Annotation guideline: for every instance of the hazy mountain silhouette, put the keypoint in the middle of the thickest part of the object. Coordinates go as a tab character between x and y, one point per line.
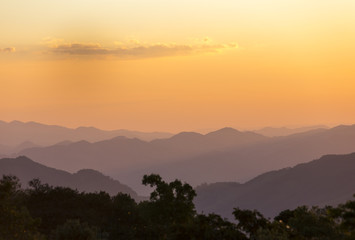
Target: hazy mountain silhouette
284	131
84	180
251	160
329	180
223	155
121	156
15	133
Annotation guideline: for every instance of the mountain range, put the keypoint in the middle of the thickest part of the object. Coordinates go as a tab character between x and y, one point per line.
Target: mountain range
129	159
223	155
329	180
86	180
16	135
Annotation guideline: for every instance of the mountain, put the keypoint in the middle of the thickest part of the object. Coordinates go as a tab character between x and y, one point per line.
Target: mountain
329	180
125	158
84	180
15	133
223	155
284	131
243	163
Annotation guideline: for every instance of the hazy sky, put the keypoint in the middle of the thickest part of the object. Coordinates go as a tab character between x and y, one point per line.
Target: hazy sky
178	64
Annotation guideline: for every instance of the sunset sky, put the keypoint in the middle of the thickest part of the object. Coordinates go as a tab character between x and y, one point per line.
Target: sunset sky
158	65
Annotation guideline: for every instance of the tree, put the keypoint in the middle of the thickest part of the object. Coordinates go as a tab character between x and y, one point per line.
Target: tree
250	221
170	212
15	220
74	230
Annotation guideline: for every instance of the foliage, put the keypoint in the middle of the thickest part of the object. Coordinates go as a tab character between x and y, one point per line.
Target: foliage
54	213
15	220
74	230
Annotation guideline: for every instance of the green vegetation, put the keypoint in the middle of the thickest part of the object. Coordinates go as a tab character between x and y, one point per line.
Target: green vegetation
45	212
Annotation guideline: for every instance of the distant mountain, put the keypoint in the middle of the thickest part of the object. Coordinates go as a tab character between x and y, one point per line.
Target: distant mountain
15	133
242	164
123	156
283	131
223	155
329	180
84	180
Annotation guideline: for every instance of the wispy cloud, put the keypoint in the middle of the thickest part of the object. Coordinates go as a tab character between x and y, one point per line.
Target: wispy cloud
7	50
136	49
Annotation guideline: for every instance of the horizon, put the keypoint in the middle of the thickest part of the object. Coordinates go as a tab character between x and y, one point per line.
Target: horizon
178	65
201	131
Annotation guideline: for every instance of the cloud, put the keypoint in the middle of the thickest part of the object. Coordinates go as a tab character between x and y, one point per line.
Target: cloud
7	50
136	49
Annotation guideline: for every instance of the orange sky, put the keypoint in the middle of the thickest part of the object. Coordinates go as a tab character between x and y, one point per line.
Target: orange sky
178	65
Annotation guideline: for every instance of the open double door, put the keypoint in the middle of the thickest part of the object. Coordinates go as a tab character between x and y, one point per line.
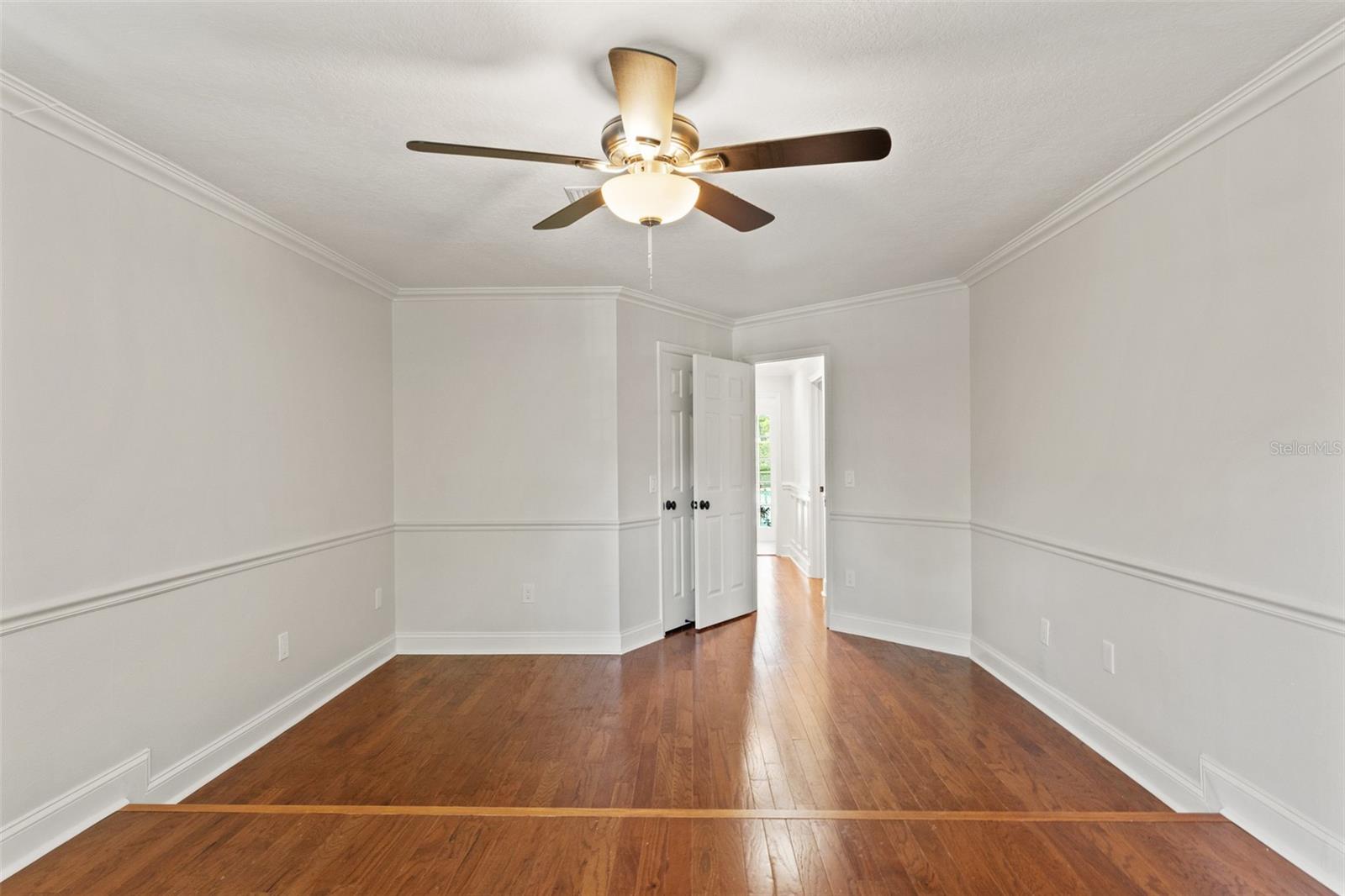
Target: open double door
708	481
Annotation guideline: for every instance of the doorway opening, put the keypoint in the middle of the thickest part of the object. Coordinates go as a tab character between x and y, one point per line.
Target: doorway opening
791	461
741	474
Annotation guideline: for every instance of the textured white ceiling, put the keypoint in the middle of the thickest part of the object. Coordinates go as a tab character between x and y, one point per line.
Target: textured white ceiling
999	112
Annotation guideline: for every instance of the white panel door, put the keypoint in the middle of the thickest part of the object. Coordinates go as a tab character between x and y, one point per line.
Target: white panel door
678	556
724	427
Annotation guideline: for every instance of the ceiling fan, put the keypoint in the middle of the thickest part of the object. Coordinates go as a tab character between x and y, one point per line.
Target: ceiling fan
657	152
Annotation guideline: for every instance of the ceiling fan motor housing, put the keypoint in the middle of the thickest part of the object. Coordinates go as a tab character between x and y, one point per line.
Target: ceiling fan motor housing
683	145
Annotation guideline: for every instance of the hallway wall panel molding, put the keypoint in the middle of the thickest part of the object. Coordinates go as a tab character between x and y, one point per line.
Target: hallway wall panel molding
509	642
1317	58
33	107
1275	606
103	599
894	519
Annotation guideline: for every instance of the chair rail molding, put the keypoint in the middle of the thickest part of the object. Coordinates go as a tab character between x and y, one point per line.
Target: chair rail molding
123	593
1275	606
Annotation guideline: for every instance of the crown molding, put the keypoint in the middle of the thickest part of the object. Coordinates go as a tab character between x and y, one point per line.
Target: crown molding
30	105
531	293
1317	58
667	306
901	293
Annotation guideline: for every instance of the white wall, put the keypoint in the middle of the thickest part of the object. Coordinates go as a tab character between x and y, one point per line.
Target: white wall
898	414
1129	380
526	430
504	468
182	398
777	390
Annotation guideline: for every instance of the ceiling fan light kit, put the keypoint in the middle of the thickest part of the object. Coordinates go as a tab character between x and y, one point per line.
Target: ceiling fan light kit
650	194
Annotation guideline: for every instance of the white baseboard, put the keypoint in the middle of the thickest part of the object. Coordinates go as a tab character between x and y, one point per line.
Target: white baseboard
642	635
1297	838
27	838
1154	774
509	642
942	640
188	774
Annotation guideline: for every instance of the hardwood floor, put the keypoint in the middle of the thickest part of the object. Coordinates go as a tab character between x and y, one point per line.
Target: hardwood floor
766	755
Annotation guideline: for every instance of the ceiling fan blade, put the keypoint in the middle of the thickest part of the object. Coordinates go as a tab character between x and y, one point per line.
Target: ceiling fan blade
737	213
490	152
867	145
572	213
646	89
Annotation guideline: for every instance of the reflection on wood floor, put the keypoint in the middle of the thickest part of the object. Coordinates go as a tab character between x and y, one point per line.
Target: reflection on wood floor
959	784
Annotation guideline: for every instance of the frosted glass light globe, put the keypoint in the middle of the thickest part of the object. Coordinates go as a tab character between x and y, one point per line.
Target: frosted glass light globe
650	197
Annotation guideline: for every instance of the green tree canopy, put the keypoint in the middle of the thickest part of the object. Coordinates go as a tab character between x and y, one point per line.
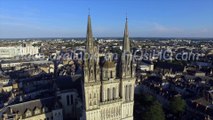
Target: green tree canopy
177	105
154	112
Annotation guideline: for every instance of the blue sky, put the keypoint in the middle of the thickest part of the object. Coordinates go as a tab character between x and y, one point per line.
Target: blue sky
68	18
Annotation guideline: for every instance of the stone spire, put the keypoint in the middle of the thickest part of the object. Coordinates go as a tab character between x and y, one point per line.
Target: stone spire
89	39
126	43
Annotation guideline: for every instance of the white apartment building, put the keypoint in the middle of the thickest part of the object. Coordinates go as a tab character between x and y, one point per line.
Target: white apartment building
12	51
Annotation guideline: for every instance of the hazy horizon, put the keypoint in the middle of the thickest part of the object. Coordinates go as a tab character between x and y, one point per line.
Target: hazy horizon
63	18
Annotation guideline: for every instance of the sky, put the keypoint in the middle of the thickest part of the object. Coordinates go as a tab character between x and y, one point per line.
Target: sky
68	18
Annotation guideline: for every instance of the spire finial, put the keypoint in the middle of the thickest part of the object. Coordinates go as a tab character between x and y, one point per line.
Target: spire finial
126	16
88	11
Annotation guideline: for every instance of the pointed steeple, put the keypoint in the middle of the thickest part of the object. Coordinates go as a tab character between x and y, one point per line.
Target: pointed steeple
126	42
89	39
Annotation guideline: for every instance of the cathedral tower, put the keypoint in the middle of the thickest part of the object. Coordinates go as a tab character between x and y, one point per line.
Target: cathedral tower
91	81
127	78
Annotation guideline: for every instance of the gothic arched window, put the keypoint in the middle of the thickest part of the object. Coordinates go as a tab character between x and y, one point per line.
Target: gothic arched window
108	94
126	92
114	93
130	92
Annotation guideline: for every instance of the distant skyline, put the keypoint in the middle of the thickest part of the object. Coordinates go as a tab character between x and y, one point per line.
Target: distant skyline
68	18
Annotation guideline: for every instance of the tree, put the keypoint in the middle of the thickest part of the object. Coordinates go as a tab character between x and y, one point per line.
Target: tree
154	112
177	105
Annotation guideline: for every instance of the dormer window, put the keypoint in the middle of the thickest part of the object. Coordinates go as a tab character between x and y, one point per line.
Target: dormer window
28	113
37	111
45	109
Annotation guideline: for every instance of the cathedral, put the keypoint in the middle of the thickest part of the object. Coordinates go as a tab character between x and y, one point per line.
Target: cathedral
108	96
88	90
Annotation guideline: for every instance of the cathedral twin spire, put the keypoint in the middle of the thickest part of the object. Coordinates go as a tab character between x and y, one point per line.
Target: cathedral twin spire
126	42
89	39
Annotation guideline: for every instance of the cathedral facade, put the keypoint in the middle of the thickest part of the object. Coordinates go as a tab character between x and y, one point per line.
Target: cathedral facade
108	96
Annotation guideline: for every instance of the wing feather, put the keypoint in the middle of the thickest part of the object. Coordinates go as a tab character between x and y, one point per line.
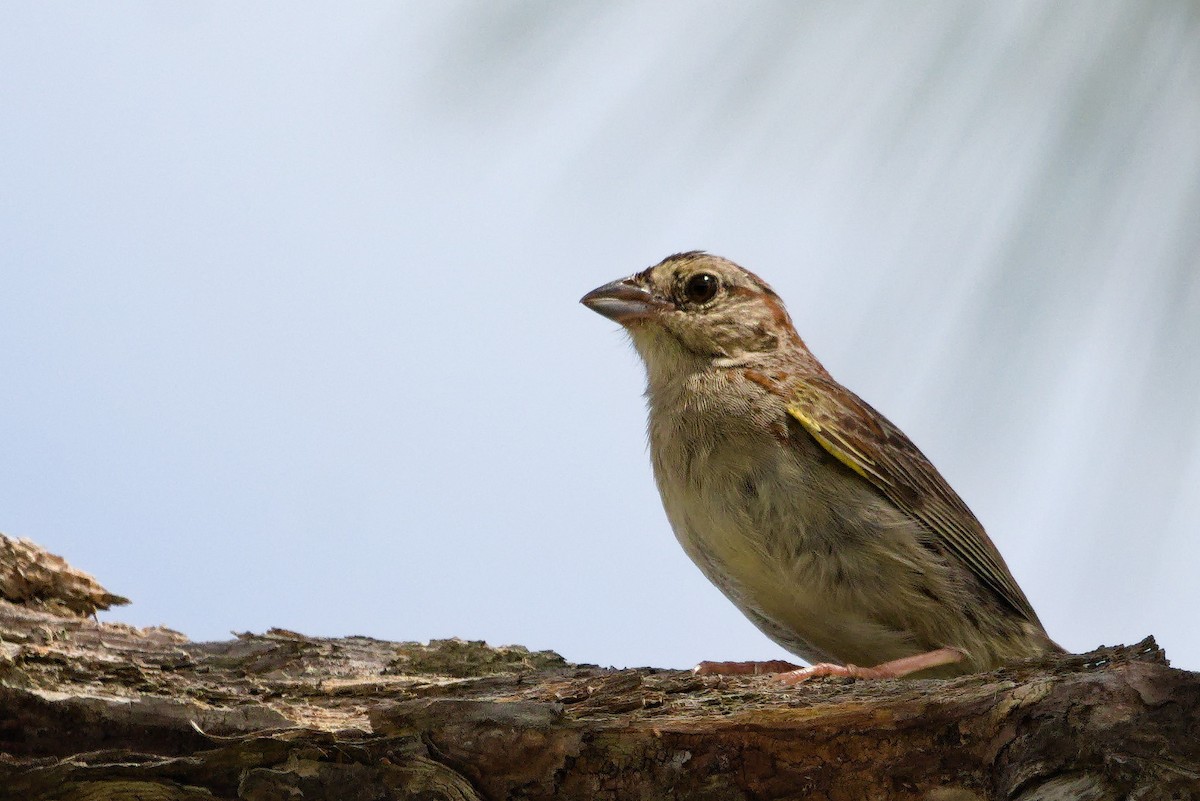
________
• WORK INSTRUCTIONS:
Only the lines from the one with "Target: cathedral twin spire" through the last line of the records above are wanted, copied exactly and with pictures omitted.

• ANSWER SPACE:
Target: cathedral twin spire
126	42
89	39
Annotation guideline: for every instance of the cathedral facade, put the keypoint in the middle of the thickest part of the object. Coordinates go as a tab character between x and y, one point per line.
Target: cathedral facade
108	96
Annotation guideline: for every instance of the wing feather, put the keypoint in the middle of the thickest part of the object. Coordinates go as a tab character between x and y, one point per line.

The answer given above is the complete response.